_Exercise details_
Rewrite the biographical text from "National Science Foundation" to "on Twitter @miageografia.", replacing "blog" with "website".

_Text provided_

National Science Foundation Graduate Research Fellow, UCLA
Founder and Manager, Cryopolitics
Mia Bennett is a PhD candidate in the Department of Geography at UCLA and Founder and Manager of the Cryopolitics blog. Using methods from political geography and remote sensing, her research examines Arctic development through the lens of major transportation infrastructure projects in the North, with a focus on Russia and Canada. Her work and
travels have brought her to a diverse range of places in the Arctic, from the Greenland Ice Sheet to Barrow, Alaska. Mia is committed to communicating the human dimensions of globalization and climate change in the Arctic through her blog and photography. She received an MPhil in Polar Studies from the University of Cambridge, where she was a
Gates Cambridge Scholar, and speaks French, Swedish, and Russian. She can be followed on Twitter @miageografia.
Sonja Bickford
Project Manager, Arctic Centre, University of Lapland / NIEM
Sonja Bickford is a Project Manager at NIEM and the Arctic Centre, University of Lapland. She has worked in project management and program development in Finland, Sweden and the United States. Her extensive interests include environmental impact assessments, global environmental governance, and creating a successful business model for improving profitability and sustainable environmental tourism in northern Finland. Furthermore, she is focused on understanding and improving business opportunities in the Arctic while creating a business model for improving sustainable operation, development, transportation, and trade in the Arctic regions. Sonja holds a DBA in Global Business and Leadership from the California Intercontinental University and an MBA from Arkansas State University.

_Provided records_
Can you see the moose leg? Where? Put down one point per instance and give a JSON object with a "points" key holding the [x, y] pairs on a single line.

---

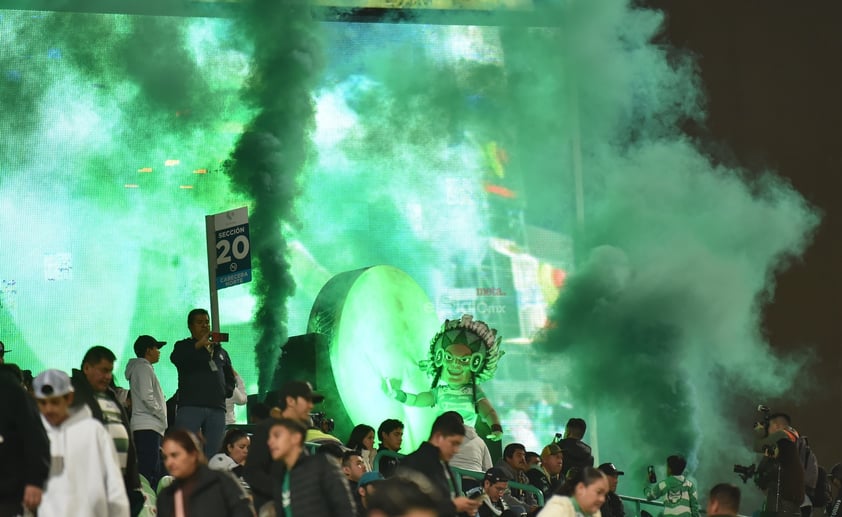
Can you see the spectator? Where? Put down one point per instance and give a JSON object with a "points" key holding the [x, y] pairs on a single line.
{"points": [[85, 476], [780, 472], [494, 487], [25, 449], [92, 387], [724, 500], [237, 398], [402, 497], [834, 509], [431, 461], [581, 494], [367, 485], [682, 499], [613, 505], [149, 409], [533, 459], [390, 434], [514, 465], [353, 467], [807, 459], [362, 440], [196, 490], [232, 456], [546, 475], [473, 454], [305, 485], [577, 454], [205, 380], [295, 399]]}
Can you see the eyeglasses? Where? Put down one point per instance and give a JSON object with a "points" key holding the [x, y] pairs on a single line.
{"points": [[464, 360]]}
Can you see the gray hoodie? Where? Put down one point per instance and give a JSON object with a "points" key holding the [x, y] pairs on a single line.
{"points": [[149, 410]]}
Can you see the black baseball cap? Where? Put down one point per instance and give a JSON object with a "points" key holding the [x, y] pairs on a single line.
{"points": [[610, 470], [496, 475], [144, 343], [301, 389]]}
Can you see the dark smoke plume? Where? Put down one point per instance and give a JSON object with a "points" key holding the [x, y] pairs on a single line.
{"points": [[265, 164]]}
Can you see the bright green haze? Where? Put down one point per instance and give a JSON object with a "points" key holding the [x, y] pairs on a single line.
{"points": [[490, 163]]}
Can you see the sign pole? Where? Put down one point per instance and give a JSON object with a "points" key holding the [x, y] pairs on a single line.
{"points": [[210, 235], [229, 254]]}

_The completed task_
National Science Foundation Graduate Research Fellow, UCLA
Founder and Manager, Cryopolitics
Mia Bennett is a PhD candidate in the Department of Geography at UCLA and Founder and Manager of the Cryopolitics website. Using methods from political geography and remote sensing, her research examines Arctic development through the lens of major transportation infrastructure projects in the North, with a focus on Russia and Canada. Her work and
travels have brought her to a diverse range of places in the Arctic, from the Greenland Ice Sheet to Barrow, Alaska. Mia is committed to communicating the human dimensions of globalization and climate change in the Arctic through her website and photography. She received an MPhil in Polar Studies from the University of Cambridge, where she was a
Gates Cambridge Scholar, and speaks French, Swedish, and Russian. She can be followed on Twitter @miageografia.